▶ **PROBLEM DESCRIPTION**
Your answer must be an exact repetition of every record.

▶ **SOURCE MATERIAL**

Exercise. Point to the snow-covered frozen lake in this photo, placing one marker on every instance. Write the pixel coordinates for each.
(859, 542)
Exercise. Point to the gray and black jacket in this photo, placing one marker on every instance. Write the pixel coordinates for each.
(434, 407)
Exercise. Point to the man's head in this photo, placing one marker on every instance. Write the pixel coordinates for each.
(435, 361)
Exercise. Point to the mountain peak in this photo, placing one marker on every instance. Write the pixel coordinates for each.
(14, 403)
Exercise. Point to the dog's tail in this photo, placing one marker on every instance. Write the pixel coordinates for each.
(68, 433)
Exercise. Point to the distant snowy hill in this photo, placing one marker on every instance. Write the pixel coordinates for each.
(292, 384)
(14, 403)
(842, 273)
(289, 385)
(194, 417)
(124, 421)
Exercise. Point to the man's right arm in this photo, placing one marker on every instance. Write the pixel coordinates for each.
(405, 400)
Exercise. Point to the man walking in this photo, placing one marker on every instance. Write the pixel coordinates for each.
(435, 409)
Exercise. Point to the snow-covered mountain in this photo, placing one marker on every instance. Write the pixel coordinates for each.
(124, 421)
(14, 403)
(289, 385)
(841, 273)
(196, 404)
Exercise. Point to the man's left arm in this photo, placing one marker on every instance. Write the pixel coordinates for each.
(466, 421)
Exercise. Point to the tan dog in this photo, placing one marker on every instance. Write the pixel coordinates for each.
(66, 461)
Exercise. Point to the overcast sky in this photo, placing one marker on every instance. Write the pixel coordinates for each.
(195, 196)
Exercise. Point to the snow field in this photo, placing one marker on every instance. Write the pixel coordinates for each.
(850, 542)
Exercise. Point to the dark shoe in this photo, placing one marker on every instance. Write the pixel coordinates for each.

▶ **COMPLETED EXERCISE**
Exercise. Point to the snow-covered frozen lake in this photo, placing one marker on every instance. Write the pixel coordinates for each.
(859, 542)
Exercise. Point to the gray and black jacket in this photo, placing one marker on every instance. Write the pixel coordinates for each.
(434, 407)
Exercise. Point to the man's head in this photo, placing one marker on every instance. Write the pixel coordinates for each.
(435, 361)
Exercise. Point to the mountain peak in this photo, placing one marker on every instance. Write the pixel coordinates for each.
(14, 403)
Exercise. Point to the dog's tail in this photo, placing one marker on every instance. Write the pixel coordinates for each.
(68, 433)
Exercise. Point to the distant snowy hill in this photo, placing one marker on every instance. Write the pixel coordinates for each.
(292, 384)
(14, 403)
(842, 273)
(289, 385)
(194, 417)
(124, 421)
Exercise. Point to the man's right arm in this photo, placing one marker on every instance. Write the pixel coordinates for each.
(405, 400)
Exercise. Point to the man walking in this photo, placing one marker on every instance. Write the pixel coordinates for each.
(435, 409)
Exercise. Point to the snow-covered mountain in this photo, placing one marker on every instance. Write the pixel coordinates for each.
(124, 421)
(14, 403)
(289, 385)
(841, 273)
(196, 404)
Exercise. Point to the man's left arm in this photo, placing one marker on every instance. Write the pixel coordinates for each.
(466, 421)
Exercise. Point to the tan dog in this photo, placing one marker on every instance. Write the pixel coordinates for each.
(66, 461)
Exercise. Point to the overcast sky in this photo, placing one marker on every instance. Write the pixel coordinates for each.
(195, 196)
Exercise. Point to the snow field in this photo, placing one marker on every instance. Write the pixel coordinates for each.
(850, 542)
Exercise. Point to the dark shoe in this photo, placing one marker on every instance. Write the pixel coordinates for each.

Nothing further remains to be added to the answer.